TASK OBJECTIVE:
Transcribe the records exactly as they appear, everything from the line containing "Highlight man in dark blue shirt." down to the line containing "left=526, top=631, right=565, bottom=657", with both of those lines included.

MATERIAL FOR THIS TASK:
---*---

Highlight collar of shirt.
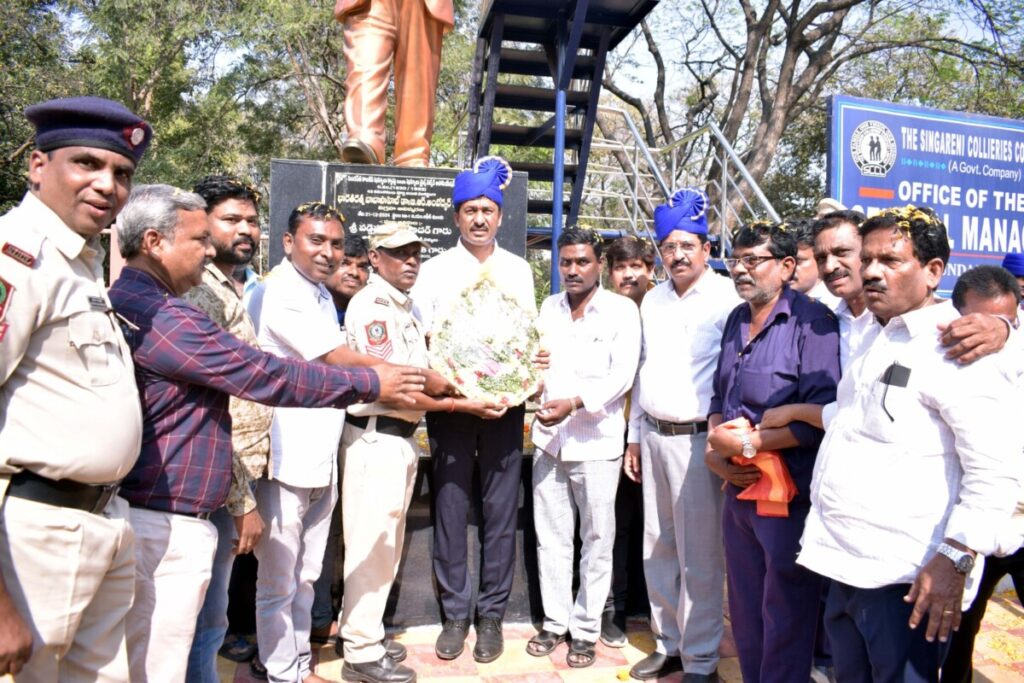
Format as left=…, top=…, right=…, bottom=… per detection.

---*---

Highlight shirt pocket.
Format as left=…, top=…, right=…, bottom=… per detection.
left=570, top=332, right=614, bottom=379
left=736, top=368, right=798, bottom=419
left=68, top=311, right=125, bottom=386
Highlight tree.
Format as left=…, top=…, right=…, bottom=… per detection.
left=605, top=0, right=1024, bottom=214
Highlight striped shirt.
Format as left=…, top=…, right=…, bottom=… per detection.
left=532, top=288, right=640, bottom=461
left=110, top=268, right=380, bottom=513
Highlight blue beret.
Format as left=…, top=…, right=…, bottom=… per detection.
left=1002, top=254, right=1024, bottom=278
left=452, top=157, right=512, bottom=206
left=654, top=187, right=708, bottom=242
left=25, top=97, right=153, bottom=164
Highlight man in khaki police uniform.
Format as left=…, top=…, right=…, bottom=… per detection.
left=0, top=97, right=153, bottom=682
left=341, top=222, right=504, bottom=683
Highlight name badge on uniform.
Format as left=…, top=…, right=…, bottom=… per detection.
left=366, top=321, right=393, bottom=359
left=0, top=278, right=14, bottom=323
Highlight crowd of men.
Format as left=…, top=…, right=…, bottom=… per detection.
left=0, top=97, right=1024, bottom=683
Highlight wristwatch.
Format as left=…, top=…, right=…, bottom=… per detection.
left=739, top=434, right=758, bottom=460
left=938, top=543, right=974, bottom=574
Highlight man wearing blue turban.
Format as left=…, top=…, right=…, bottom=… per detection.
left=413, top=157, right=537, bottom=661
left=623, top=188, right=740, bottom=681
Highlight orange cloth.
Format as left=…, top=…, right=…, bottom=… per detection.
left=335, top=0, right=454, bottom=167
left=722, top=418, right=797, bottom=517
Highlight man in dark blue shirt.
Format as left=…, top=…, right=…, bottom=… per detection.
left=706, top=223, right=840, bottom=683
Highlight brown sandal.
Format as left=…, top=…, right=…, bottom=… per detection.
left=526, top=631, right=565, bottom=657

---*---

RESULT:
Highlight man in dark blue shirt.
Format as left=…, top=…, right=…, bottom=… per detection.
left=706, top=223, right=840, bottom=683
Highlight brown sandal.
Format as left=…, top=…, right=…, bottom=… per detection.
left=526, top=631, right=565, bottom=657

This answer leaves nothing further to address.